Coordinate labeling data
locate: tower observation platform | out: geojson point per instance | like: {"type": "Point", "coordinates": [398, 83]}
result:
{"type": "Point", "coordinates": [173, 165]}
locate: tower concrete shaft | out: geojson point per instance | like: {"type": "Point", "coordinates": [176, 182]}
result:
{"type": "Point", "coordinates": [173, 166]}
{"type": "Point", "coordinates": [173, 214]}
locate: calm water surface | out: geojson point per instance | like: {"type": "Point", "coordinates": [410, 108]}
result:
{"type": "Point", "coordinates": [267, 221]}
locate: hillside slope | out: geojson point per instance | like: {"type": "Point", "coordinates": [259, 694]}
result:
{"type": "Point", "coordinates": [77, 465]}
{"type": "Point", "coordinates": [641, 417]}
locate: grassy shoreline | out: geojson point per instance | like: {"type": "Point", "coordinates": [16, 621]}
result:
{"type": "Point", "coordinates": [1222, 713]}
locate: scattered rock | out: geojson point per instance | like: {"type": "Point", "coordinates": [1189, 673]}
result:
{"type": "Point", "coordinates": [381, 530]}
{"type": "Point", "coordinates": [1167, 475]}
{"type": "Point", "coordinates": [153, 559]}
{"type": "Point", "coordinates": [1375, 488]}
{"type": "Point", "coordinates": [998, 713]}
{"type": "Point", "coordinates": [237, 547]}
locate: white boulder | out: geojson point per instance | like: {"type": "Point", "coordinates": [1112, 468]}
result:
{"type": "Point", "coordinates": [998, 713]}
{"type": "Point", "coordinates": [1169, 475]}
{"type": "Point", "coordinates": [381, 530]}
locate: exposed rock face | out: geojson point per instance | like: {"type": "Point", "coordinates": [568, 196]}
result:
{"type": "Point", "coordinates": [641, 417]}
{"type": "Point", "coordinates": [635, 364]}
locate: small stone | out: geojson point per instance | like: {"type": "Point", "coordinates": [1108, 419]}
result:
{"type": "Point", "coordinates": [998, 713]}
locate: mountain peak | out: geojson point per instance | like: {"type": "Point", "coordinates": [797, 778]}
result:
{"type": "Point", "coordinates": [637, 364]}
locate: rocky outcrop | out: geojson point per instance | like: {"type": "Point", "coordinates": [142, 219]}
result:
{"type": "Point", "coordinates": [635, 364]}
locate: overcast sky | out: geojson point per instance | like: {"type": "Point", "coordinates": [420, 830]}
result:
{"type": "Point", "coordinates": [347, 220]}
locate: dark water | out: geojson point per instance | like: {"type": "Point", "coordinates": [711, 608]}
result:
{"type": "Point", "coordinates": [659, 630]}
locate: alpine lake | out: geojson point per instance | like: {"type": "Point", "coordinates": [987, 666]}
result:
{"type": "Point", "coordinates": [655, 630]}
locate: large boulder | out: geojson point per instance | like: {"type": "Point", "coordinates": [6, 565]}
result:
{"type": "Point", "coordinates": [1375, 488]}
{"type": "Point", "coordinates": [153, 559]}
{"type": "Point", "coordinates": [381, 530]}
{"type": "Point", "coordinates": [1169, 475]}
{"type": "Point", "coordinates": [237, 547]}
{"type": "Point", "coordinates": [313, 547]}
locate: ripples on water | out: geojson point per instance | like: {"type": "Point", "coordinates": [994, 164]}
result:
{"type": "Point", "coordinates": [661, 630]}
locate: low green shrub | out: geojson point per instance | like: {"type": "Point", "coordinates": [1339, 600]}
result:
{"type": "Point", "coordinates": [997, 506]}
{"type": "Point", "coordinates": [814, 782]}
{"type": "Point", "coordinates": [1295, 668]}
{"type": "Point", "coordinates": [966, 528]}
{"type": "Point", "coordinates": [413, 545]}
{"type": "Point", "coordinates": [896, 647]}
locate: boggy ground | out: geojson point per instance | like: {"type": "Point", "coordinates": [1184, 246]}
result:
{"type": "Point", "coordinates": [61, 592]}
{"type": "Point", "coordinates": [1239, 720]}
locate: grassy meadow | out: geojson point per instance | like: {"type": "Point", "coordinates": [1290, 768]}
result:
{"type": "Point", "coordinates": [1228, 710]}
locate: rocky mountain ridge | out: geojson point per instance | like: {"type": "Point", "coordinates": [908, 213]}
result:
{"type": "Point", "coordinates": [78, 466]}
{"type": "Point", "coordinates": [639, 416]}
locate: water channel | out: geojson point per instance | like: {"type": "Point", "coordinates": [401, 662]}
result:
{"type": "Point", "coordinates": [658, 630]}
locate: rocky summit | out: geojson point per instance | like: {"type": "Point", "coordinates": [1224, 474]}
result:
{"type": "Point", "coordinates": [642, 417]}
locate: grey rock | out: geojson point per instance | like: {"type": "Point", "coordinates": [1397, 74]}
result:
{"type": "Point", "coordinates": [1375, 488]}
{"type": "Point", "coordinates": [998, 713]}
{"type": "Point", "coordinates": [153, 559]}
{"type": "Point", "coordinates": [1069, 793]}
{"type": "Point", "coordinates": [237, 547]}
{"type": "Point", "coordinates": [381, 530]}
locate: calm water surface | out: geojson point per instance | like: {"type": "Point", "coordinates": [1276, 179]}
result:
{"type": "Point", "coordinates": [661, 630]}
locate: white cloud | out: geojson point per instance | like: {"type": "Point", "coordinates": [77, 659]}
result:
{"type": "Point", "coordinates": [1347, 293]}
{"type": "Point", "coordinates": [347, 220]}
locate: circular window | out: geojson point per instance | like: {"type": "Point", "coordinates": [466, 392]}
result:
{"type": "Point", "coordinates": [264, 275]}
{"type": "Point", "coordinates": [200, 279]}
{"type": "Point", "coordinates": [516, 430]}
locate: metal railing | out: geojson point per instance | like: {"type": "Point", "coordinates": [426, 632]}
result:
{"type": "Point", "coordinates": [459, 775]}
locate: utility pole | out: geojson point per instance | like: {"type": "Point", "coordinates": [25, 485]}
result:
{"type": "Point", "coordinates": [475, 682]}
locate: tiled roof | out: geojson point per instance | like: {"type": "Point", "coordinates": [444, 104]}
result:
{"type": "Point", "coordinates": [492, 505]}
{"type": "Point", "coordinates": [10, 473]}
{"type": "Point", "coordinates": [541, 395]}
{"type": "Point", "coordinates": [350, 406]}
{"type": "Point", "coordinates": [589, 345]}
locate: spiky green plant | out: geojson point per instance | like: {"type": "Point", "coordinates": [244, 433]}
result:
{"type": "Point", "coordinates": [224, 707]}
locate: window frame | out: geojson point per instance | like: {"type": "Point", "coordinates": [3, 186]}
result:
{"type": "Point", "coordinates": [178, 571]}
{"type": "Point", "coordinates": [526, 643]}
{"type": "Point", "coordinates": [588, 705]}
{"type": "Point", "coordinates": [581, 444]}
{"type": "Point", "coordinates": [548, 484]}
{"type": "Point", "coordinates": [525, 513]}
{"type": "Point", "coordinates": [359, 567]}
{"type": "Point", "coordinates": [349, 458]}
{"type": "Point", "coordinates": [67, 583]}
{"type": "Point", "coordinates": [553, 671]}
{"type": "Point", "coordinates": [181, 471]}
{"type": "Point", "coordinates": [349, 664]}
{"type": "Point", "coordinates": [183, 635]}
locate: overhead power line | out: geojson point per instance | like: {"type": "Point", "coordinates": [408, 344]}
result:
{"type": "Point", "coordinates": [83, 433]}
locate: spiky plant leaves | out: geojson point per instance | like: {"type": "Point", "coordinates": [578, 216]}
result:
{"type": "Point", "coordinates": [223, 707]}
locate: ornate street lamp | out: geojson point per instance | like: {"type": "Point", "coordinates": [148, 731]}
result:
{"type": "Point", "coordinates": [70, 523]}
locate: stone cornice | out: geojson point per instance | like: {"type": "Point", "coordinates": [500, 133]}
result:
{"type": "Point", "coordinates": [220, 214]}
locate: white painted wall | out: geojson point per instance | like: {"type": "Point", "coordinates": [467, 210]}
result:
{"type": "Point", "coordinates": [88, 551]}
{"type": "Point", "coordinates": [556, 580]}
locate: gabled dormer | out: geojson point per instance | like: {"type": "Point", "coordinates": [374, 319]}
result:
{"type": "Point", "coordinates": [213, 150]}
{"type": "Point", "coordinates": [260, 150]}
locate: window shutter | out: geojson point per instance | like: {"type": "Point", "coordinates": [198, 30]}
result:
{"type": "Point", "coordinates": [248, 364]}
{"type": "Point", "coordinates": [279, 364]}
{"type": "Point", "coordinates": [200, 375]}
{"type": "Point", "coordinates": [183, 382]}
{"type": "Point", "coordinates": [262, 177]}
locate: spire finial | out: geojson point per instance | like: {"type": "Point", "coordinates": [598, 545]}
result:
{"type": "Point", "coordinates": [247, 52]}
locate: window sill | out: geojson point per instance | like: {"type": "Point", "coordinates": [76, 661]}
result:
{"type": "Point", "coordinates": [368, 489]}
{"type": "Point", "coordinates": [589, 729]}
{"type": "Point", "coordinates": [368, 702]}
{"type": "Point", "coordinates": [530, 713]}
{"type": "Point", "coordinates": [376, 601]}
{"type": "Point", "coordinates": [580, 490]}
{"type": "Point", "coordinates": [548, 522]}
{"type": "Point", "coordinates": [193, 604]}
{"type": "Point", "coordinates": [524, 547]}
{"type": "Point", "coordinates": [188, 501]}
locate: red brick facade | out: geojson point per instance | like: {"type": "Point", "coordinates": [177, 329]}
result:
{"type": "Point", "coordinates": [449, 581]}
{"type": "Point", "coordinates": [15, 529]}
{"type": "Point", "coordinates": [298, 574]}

PROBLEM TO SOLVE: Everything from the line containing "locate: spire finial" through the final line of the listing, inclusive, must be reproduced exactly; leave out the rest.

THE COMPLETED TASK:
locate: spire finial | out: geojson point per instance | like: {"type": "Point", "coordinates": [598, 545]}
result:
{"type": "Point", "coordinates": [247, 52]}
locate: window sill | out: geojson point per instance | like: {"type": "Point", "coordinates": [76, 661]}
result:
{"type": "Point", "coordinates": [368, 489]}
{"type": "Point", "coordinates": [589, 729]}
{"type": "Point", "coordinates": [368, 702]}
{"type": "Point", "coordinates": [530, 713]}
{"type": "Point", "coordinates": [376, 601]}
{"type": "Point", "coordinates": [580, 490]}
{"type": "Point", "coordinates": [548, 522]}
{"type": "Point", "coordinates": [193, 604]}
{"type": "Point", "coordinates": [524, 547]}
{"type": "Point", "coordinates": [188, 501]}
locate: red brick facade | out: geojson point per instance | like: {"type": "Point", "coordinates": [177, 329]}
result:
{"type": "Point", "coordinates": [449, 581]}
{"type": "Point", "coordinates": [15, 529]}
{"type": "Point", "coordinates": [298, 574]}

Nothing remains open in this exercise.